**** VORGEGEBENER TEXT

Freitag, 11. Dezember 2015

Philip Roth / Amerikanisches Idyll (1)

Eine Buchbesprechung zur o. g. Lektüre

Das Buch hat sich für mich als starker Tobak erwiesen. Meine Freundin hatte recht. Es ist emotional recht lastig. Nicht, dass mir das neu wäre. Ich habe schon ganz andere Bücher hinter mich gebracht, aber trotzdem. Die Sprache und die Bilder sind sehr mächtig, sehr mächtig. Philip Roth schreibt über eine Familie, die 1968 auseinandergebrochen ist ...

Und wieder befinden sich jede Menge Zettelchen zwischen den Buchseiten. Viel zu viele, sodass ich beschlossen habe, sie auf den Seiten ruhen zu lassen. Vielleicht für ein späteres Gespräch …

Von all den Büchern, die ich bisher von Philip Roth gelesen habe, ist das vorliegende Buch das wuchtigste Buch. Nach meinem Geschmack auch das beste Buch. Meine Freundin sieht es ähnlich …

Gestern Abend habe ich mit ihr telefonisch gesprochen und habe sie in ihrem Urteil zu dem Werk auch bestätigt. S. dazu das Posting Buchvorstellung.

Sie wird nun das Buch auch weiter lesen. Mal schauen, ob sie bis zum Schluss durchhalten wird …

Das Buch umfasst 575 Seiten und etwa die letzten 70 Seiten haben sich ein wenig gezogen … Der Autor führt in seinem Werk zu den Levovs von der ersten bis zur dritten Generation eine intensive Familienanalyse durch und zieht auch die amerikanische Gesellschaft mit in Betracht. Niemand bleibt davor verschont. Damit bekommt man auch ein wenig amerikanische Geschichte gezeigt.

Zur Erinnerung gebe ich erneut den Klappentext rein:
Für «Amerikanisches Idyll» erhielt Philip Roth den Pulitzer-Preis. Philip Roth legt hier einen unvergleichlichen Roman vor, eine Klage über die in diesem Jahrhundert gegebenen und gebrochenen Versprechen von Wohlstand, öffentlicher Ordnung und häuslichem Glück. Die Hauptfigur ist Swede Levov, ein legendärer Sportler an der Highschool in Newark, der in den boomenden Nachkriegsjahren aufwächst, eine ehemalige Miss New Jersey heiratet, die Handschuhfabrik seines Vaters erbt und in ein Haus im idyllischen Dörfchen Old Rimrock zieht. Und dann verlässt ihn eines Tages im Jahr 1968 sein amerikanisches Glück. Über Nacht wird Swede aus dem ersehnten Idyll gerissen und in eine uramerikanische Raserei geworfen.

********
**** DIE DATENSÄTZE

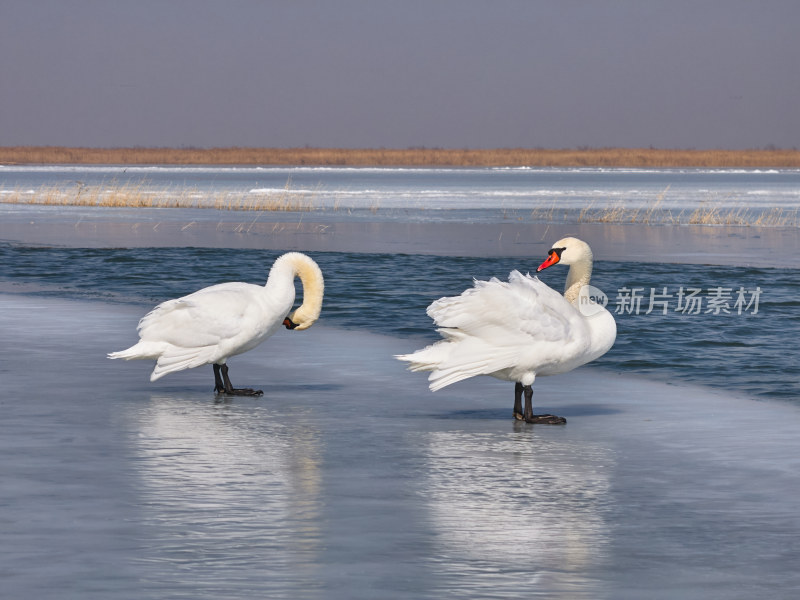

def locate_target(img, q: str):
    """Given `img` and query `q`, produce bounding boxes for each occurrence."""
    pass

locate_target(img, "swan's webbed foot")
[213,364,264,396]
[525,415,567,425]
[514,382,567,425]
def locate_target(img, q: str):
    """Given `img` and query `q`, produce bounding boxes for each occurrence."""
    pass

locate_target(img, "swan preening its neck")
[272,252,325,331]
[536,237,594,305]
[108,252,325,396]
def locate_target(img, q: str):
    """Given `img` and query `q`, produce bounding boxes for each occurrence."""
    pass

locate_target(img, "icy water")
[0,244,800,406]
[0,167,800,600]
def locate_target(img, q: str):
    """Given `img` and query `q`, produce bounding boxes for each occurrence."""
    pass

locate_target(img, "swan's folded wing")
[428,271,583,345]
[138,283,260,348]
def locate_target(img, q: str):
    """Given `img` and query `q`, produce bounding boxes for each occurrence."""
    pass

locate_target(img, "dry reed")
[0,146,800,168]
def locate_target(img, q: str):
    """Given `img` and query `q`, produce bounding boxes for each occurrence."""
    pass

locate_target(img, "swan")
[108,252,325,396]
[395,237,617,424]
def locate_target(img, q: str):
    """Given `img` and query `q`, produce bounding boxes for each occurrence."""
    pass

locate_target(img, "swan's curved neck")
[267,252,325,329]
[564,257,592,304]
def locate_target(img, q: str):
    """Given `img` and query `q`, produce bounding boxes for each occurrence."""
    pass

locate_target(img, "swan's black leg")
[514,381,525,421]
[212,363,225,394]
[214,364,264,396]
[517,384,567,425]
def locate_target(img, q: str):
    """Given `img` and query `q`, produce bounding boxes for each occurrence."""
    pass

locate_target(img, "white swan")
[396,237,617,424]
[108,252,324,396]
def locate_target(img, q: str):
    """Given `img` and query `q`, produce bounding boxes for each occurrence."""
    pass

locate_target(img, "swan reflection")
[128,395,321,591]
[421,427,613,597]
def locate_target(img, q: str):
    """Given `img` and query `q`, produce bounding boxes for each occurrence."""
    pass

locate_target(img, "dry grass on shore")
[0,146,800,168]
[0,180,800,227]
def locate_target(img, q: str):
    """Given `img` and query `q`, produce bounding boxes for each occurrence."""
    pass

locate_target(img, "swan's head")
[283,306,319,331]
[536,238,592,273]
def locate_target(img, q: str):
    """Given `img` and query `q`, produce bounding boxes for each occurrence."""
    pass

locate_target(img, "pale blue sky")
[0,0,800,148]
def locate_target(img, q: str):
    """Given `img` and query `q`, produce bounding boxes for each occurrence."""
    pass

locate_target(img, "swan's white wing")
[138,282,276,381]
[427,271,580,341]
[399,271,588,390]
[138,283,262,348]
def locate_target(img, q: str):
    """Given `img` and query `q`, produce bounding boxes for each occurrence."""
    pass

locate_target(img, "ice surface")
[0,204,800,267]
[0,295,800,600]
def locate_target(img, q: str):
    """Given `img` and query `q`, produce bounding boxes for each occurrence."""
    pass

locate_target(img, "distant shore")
[0,146,800,169]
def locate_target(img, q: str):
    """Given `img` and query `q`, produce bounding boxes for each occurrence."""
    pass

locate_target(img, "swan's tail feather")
[395,329,514,392]
[150,347,214,381]
[107,341,163,360]
[395,341,490,392]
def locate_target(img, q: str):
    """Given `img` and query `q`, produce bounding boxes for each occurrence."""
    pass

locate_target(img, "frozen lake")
[0,295,800,600]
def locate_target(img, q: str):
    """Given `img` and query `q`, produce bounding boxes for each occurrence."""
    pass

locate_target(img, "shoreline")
[0,146,800,168]
[0,206,800,268]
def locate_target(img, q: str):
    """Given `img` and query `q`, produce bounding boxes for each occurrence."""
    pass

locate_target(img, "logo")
[578,285,608,317]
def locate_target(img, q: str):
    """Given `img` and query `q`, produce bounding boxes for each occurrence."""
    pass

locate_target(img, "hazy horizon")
[0,0,800,149]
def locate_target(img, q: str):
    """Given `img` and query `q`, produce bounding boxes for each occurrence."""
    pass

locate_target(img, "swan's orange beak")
[536,248,561,273]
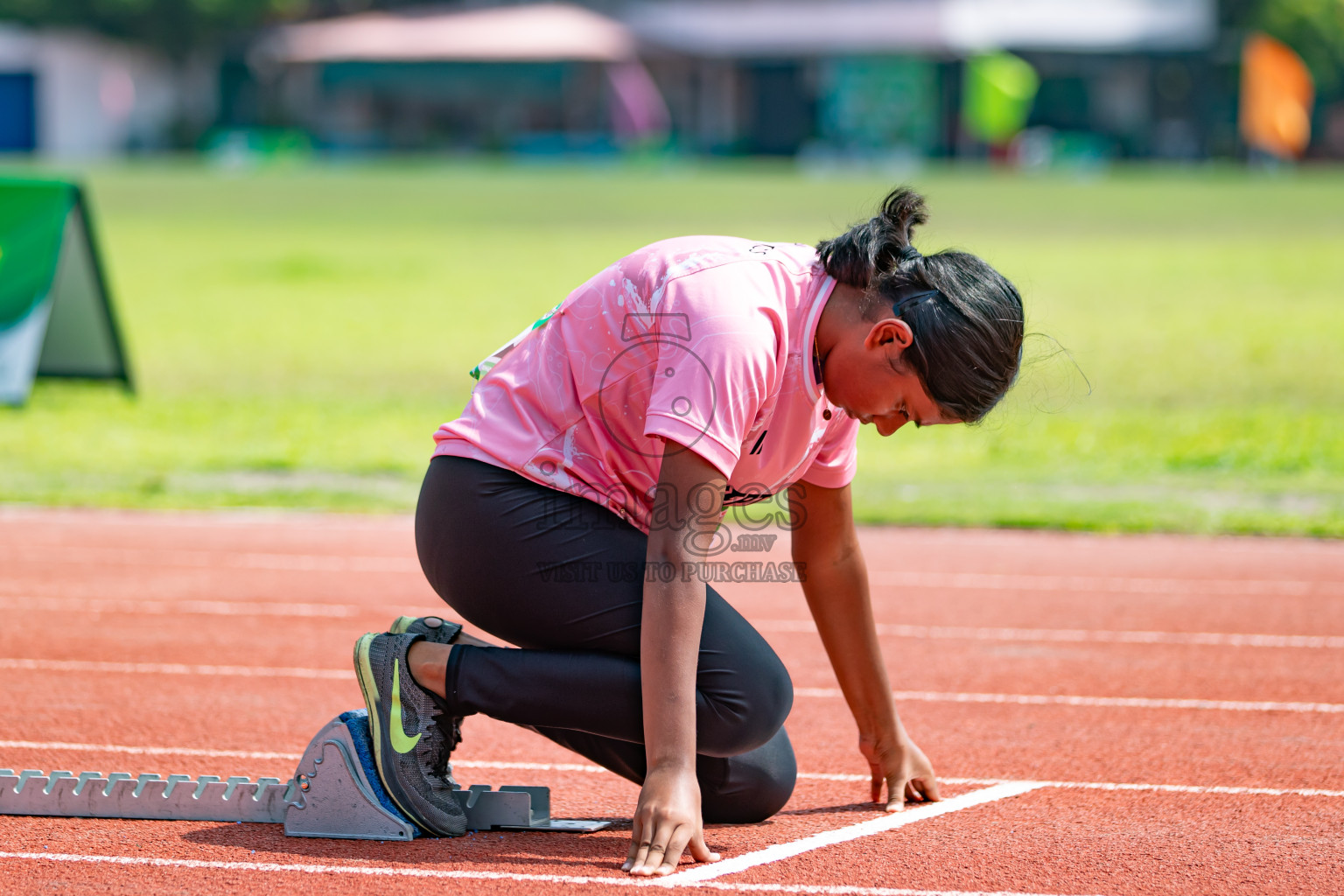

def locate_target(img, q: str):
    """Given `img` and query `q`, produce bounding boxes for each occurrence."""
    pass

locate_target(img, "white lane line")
[868,570,1344,597]
[752,620,1344,650]
[0,740,1344,799]
[0,658,1344,713]
[0,545,1344,597]
[8,595,1344,650]
[793,688,1344,713]
[0,597,362,618]
[0,545,422,575]
[0,658,355,681]
[0,851,1102,896]
[659,780,1040,886]
[0,740,302,771]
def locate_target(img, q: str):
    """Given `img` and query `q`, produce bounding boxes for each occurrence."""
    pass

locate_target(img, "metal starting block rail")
[0,710,610,840]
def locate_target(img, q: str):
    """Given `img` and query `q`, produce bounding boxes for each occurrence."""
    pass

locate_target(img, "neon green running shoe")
[355,633,466,836]
[387,617,462,752]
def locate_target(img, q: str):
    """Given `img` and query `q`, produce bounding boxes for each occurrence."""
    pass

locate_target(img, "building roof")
[625,0,1216,56]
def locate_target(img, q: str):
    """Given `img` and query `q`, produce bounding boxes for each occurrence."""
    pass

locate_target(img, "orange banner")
[1241,33,1316,158]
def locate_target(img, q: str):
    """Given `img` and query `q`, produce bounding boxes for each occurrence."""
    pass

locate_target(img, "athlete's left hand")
[859,731,942,811]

********

AUFGABENSTELLUNG 1.
Beantworten Sie anhand der Buchbesprechung zu „Amerikanisches Idyll“ die folgenden Fragen:
(a) Wie viele Seiten umfasst das Buch?
(b) Welchen Preis erhielt Philip Roth laut Klappentext für diesen Roman?
(c) Was erbt Swede Levov von seinem Vater?
AUFGABENSTELLUNG 2. Wandeln Sie die Zeilen der Datensätze vom Anfang bis einschließlich der Zeile mit „[395,237,617,424]“ in eine Markdown-Tabelle mit den Spalten „Nr.“ und „Zeile“ um. Lassen Sie dabei Leerzeilen und Bilder weg.

MUSTERLÖSUNG 1.
(a) 575 Seiten.
(b) Den Pulitzer-Preis.
(c) Die Handschuhfabrik seines Vaters.

MUSTERLÖSUNG 2.
| Nr. | Zeile |
|---|---|
| 1 | def locate_target(img, q: str): |
| 2 |     """Given `img` and query `q`, produce bounding boxes for each occurrence.""" |
| 3 |     pass |
| 4 | locate_target(img, "swan's webbed foot") |
| 5 | [213,364,264,396] |
| 6 | [525,415,567,425] |
| 7 | [514,382,567,425] |
| 8 | def locate_target(img, q: str): |
| 9 |     """Given `img` and query `q`, produce bounding boxes for each occurrence.""" |
| 10 |     pass |
| 11 | locate_target(img, "swan preening its neck") |
| 12 | [272,252,325,331] |
| 13 | [536,237,594,305] |
| 14 | [108,252,325,396] |
| 15 | def locate_target(img, q: str): |
| 16 |     """Given `img` and query `q`, produce bounding boxes for each occurrence.""" |
| 17 |     pass |
| 18 | locate_target(img, "icy water") |
| 19 | [0,244,800,406] |
| 20 | [0,167,800,600] |
| 21 | def locate_target(img, q: str): |
| 22 |     """Given `img` and query `q`, produce bounding boxes for each occurrence.""" |
| 23 |     pass |
| 24 | locate_target(img, "swan's folded wing") |
| 25 | [428,271,583,345] |
| 26 | [138,283,260,348] |
| 27 | def locate_target(img, q: str): |
| 28 |     """Given `img` and query `q`, produce bounding boxes for each occurrence.""" |
| 29 |     pass |
| 30 | locate_target(img, "dry reed") |
| 31 | [0,146,800,168] |
| 32 | def locate_target(img, q: str): |
| 33 |     """Given `img` and query `q`, produce bounding boxes for each occurrence.""" |
| 34 |     pass |
| 35 | locate_target(img, "swan") |
| 36 | [108,252,325,396] |
| 37 | [395,237,617,424] |